Problem requirements => Identify every line in the entries below that contains the word "fence", and copy each such line in full.

-- BEGIN --

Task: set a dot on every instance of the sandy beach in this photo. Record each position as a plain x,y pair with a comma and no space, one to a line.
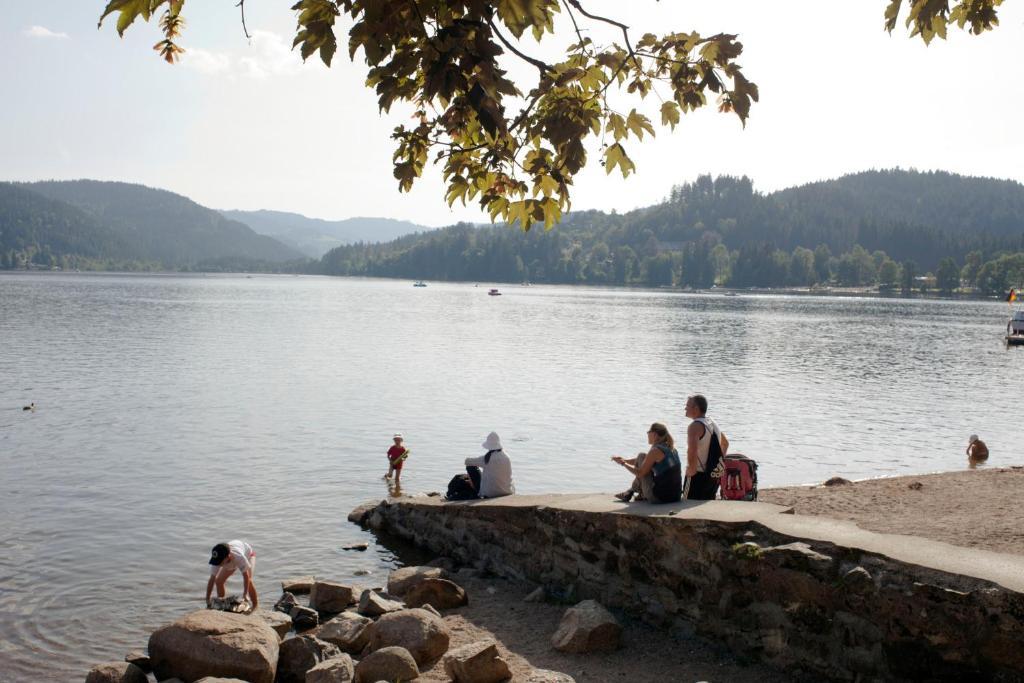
974,508
979,508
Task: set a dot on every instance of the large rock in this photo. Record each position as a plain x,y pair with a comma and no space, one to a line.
140,659
587,628
116,672
214,643
439,593
347,631
301,653
424,635
282,624
285,603
545,676
359,515
335,670
388,664
477,663
401,580
373,603
298,585
303,617
328,596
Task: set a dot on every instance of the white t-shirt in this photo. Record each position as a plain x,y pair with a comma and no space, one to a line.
496,479
240,556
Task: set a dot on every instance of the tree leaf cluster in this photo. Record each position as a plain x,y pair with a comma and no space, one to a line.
515,148
863,229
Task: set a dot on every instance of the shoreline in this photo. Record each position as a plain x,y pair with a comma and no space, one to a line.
975,508
823,293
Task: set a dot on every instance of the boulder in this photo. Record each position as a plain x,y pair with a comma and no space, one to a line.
282,624
347,631
388,664
116,672
440,593
335,670
301,653
477,663
232,603
587,628
140,659
545,676
328,596
285,603
214,643
303,617
360,514
373,603
445,563
401,580
298,585
424,635
361,547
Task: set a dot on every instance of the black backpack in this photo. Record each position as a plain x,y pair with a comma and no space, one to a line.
460,488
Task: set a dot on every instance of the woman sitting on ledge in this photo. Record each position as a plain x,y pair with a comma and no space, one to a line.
658,473
491,474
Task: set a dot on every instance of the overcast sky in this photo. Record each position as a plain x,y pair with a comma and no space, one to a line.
244,124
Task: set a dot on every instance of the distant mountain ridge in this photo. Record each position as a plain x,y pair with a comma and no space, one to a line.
118,222
860,229
315,237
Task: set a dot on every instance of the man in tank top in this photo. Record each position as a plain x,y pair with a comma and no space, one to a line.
706,445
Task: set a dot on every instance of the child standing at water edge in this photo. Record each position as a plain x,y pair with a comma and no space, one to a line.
396,456
225,558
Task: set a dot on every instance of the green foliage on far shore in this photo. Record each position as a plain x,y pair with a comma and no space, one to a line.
864,229
515,146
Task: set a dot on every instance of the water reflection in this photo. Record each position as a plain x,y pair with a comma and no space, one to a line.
173,410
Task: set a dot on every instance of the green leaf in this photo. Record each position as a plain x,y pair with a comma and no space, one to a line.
129,10
615,156
670,115
616,126
638,123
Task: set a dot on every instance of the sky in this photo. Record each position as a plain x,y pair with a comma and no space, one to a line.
244,124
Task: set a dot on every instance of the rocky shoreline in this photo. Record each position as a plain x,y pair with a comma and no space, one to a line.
430,624
327,632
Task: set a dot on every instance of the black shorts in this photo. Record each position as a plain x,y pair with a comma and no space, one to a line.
700,486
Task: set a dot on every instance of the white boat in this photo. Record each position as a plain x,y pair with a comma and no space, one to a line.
1015,329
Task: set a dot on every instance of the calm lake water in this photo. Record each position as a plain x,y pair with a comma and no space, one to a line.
174,412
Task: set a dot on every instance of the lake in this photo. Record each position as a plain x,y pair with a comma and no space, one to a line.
177,411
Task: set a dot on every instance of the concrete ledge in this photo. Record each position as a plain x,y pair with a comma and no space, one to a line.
809,593
1007,570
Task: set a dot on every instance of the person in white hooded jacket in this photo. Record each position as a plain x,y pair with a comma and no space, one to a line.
492,472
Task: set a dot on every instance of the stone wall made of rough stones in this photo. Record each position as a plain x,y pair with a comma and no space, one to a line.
834,611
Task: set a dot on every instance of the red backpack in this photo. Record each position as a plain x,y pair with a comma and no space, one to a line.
739,478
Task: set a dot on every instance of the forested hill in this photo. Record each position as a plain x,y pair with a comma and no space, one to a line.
123,225
29,220
857,229
315,237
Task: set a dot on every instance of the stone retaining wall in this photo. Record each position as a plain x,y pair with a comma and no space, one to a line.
835,611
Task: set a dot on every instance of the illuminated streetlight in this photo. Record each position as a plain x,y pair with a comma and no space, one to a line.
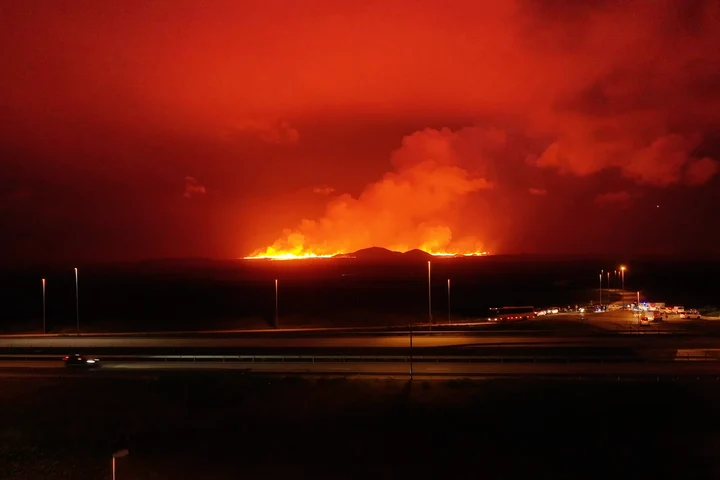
449,300
77,303
44,306
411,321
276,305
118,454
429,297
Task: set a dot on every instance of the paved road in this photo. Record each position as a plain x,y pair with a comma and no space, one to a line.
678,368
469,339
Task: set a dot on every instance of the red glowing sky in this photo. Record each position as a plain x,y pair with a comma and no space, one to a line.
134,129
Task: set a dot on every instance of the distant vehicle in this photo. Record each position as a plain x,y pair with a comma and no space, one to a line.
507,314
652,317
79,360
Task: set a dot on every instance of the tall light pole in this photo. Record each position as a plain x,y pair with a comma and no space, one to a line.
449,300
44,306
276,305
118,454
429,296
77,303
411,322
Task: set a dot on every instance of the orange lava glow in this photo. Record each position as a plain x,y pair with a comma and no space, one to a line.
270,254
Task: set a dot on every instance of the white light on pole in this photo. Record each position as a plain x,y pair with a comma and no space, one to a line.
118,454
77,303
277,315
449,301
429,296
411,322
44,330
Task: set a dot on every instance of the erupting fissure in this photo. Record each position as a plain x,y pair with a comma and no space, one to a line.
301,256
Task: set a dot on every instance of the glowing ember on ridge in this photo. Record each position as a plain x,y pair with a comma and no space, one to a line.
414,206
304,256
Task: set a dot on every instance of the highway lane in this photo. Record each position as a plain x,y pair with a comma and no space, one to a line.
678,368
389,341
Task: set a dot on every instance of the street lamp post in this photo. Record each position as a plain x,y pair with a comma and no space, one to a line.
277,315
118,454
429,297
449,317
44,330
411,322
77,303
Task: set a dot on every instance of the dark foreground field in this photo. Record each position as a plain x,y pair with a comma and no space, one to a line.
189,426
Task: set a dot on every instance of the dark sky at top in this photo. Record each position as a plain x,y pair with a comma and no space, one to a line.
134,129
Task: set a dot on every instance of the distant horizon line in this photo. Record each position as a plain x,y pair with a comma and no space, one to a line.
617,257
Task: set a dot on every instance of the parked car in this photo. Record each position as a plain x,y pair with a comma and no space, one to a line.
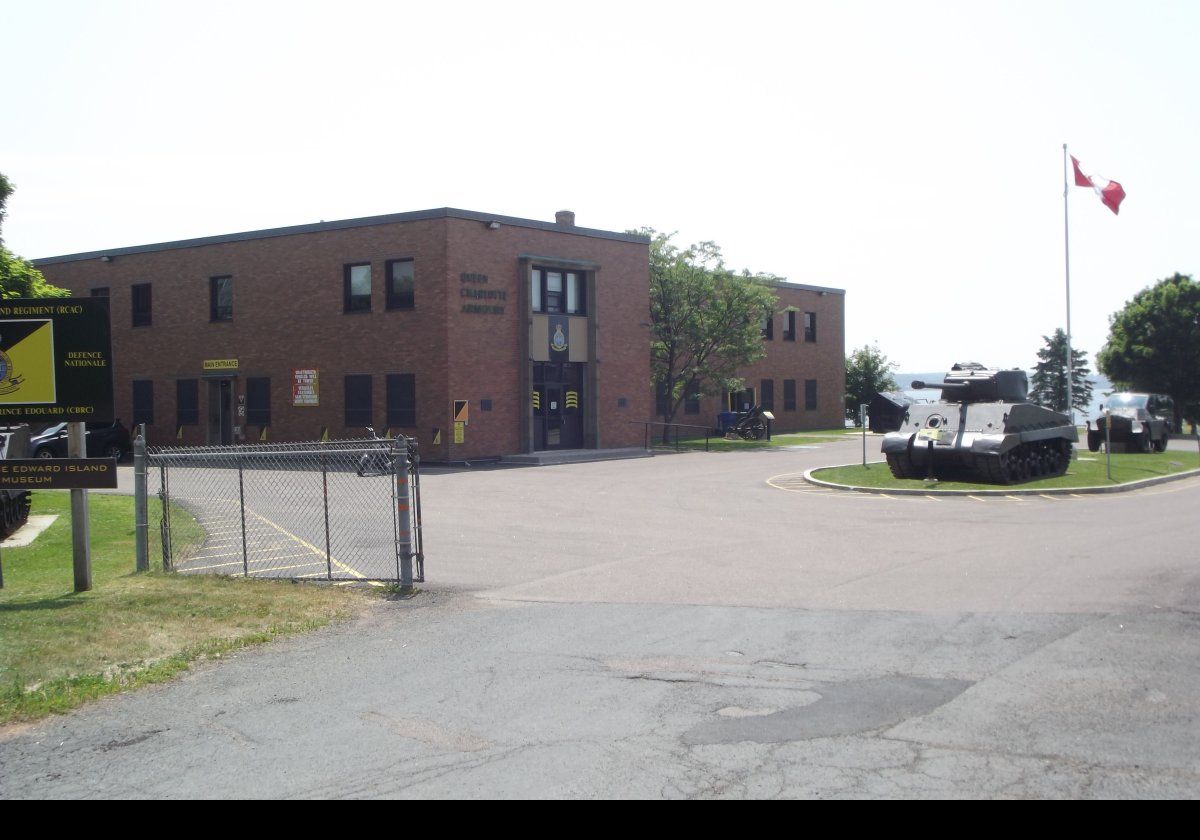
1138,421
103,441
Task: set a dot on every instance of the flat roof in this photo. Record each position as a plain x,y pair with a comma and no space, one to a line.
346,223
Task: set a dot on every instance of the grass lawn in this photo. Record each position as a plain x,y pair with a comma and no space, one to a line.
1089,471
719,444
59,649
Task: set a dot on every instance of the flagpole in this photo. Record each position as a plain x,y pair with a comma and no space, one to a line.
1066,241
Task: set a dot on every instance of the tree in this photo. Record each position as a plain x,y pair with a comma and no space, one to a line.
868,372
706,321
1049,385
18,277
1155,342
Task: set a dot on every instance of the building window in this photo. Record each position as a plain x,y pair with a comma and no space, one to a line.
358,288
558,292
141,304
691,399
187,402
143,402
358,401
401,401
400,285
220,298
661,400
258,401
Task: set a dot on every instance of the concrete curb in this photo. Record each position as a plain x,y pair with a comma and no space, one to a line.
1048,491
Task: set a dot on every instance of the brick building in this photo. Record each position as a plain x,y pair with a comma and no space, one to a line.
538,329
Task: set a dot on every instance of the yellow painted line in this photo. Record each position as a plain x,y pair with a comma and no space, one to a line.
307,545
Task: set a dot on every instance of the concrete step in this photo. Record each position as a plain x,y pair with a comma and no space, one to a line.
574,456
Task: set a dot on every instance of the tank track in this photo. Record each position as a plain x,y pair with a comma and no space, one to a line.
1026,461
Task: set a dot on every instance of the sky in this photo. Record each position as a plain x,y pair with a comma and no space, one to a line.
910,154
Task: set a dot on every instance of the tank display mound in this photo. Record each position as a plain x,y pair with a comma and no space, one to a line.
983,429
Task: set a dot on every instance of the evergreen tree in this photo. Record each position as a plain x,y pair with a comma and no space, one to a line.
1049,385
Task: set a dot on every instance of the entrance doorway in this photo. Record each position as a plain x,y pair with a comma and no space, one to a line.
558,405
221,412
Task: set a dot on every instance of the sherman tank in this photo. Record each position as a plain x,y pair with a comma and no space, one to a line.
983,429
13,503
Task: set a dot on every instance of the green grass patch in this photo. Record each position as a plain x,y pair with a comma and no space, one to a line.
1089,471
59,648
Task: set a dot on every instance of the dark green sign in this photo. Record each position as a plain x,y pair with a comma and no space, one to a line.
59,474
55,360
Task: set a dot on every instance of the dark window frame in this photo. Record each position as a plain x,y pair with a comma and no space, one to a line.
352,303
216,311
187,402
258,401
789,395
142,304
143,402
401,397
767,394
402,300
358,395
540,274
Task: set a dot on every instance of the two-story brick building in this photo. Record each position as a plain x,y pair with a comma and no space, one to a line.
480,335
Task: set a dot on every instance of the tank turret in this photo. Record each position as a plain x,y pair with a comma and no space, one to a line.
982,429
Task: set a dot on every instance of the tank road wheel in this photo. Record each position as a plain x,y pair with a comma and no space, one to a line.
900,465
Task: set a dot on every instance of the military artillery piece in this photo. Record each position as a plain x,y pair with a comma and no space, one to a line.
983,429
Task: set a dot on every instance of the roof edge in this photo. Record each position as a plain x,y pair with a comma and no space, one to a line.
345,225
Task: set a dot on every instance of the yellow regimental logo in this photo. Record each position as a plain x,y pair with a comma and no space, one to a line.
27,361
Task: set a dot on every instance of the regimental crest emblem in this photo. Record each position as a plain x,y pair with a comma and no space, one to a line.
558,341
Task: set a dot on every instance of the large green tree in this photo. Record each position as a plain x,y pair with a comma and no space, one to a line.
1049,385
868,372
1155,343
706,321
18,277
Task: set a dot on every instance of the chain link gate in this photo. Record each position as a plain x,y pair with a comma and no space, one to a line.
336,510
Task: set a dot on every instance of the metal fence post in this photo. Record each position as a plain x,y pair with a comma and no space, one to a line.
403,523
324,497
141,513
241,504
165,522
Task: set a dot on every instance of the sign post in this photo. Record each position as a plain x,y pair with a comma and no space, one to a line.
57,366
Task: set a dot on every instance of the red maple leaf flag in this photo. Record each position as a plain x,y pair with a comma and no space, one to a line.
1110,192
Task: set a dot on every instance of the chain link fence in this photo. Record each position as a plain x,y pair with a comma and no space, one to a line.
337,510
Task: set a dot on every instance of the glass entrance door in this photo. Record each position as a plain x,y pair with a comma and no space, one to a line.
558,405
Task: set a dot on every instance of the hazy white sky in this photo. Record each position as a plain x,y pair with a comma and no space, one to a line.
909,153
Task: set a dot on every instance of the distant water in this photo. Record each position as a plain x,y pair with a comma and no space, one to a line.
1101,389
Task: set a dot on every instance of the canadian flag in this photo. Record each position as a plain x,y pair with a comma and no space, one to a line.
1110,192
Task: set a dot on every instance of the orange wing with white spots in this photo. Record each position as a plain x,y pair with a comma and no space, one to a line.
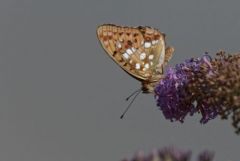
139,51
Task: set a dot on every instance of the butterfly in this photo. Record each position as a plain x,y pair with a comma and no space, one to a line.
140,51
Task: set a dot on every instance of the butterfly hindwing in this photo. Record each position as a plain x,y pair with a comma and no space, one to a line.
139,51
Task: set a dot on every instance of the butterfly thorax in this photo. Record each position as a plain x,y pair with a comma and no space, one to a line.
139,51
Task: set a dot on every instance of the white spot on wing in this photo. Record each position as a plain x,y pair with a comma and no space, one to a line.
129,51
154,42
137,66
142,56
147,44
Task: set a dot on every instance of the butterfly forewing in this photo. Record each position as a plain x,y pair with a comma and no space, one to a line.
139,51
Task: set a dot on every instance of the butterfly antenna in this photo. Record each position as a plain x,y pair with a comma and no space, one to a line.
132,94
129,105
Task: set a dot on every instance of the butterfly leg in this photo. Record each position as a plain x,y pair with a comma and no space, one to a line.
168,54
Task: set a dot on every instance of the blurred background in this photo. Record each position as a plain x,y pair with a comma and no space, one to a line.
61,96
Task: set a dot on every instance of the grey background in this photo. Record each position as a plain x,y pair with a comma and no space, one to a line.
61,96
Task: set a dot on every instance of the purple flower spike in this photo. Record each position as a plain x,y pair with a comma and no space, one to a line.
204,85
171,94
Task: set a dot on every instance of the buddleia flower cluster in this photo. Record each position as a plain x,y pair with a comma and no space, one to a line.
206,85
171,154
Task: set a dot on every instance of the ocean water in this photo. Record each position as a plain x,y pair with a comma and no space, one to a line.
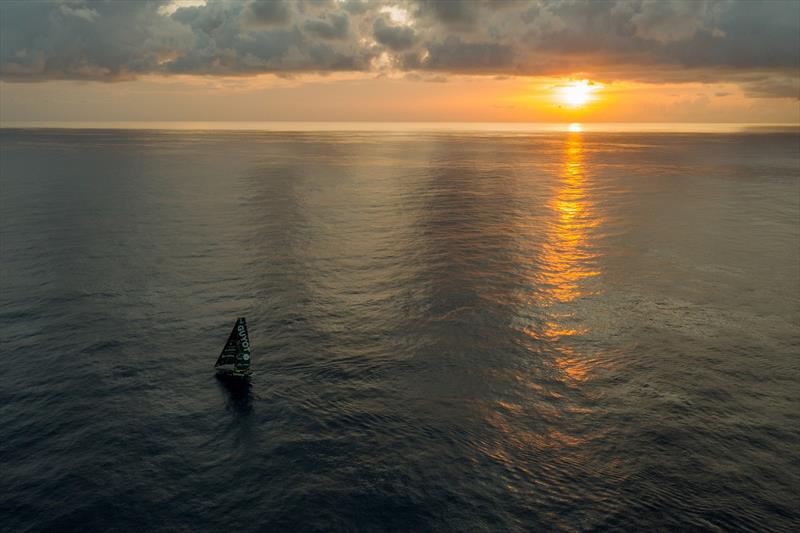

-- END --

The response =>
Task: set a dot on every instance of the metal fence post in this photo. Record each position as a plain x,y pair with a comma and no space, one to a line.
Task: set a dot on every instance of the chain link fence in this photo. Record each position as a plain x,y pair with a comma and no space, one to a line.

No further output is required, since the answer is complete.